* Start *
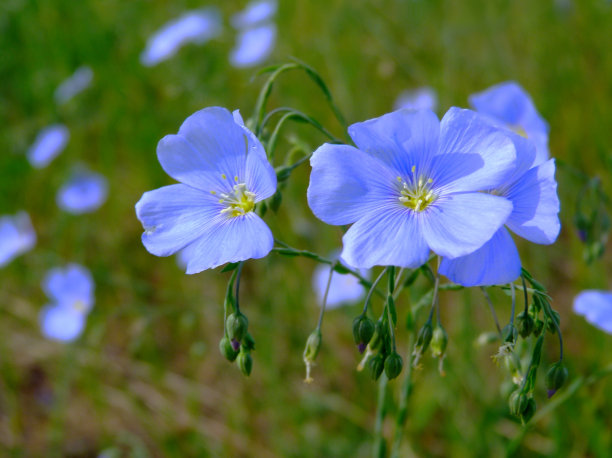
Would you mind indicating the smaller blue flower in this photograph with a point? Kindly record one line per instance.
(423, 98)
(596, 307)
(255, 13)
(17, 236)
(253, 46)
(510, 105)
(197, 27)
(71, 290)
(83, 193)
(343, 289)
(532, 189)
(223, 172)
(48, 144)
(79, 81)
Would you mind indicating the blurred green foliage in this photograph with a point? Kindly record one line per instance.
* End *
▸ **WRITTEN TASK**:
Rewrite all the lines of the records, requests included, scaling every point coordinate in the answers by 1.9 and rounding to the nearest whole number, with halves rounded up. Leave the pictures out.

▸ **RESPONSE TO THIS TASK**:
Would you mind indicating the smaller blue flower in this photograph with a point? Kindly record one line per instance.
(804, 186)
(1132, 583)
(485, 25)
(32, 448)
(481, 87)
(969, 200)
(374, 51)
(135, 551)
(158, 367)
(652, 549)
(1011, 359)
(424, 327)
(91, 274)
(150, 154)
Would you mind indicating the blurred green foliage in this photograph with a point? Kindly record one line per instance.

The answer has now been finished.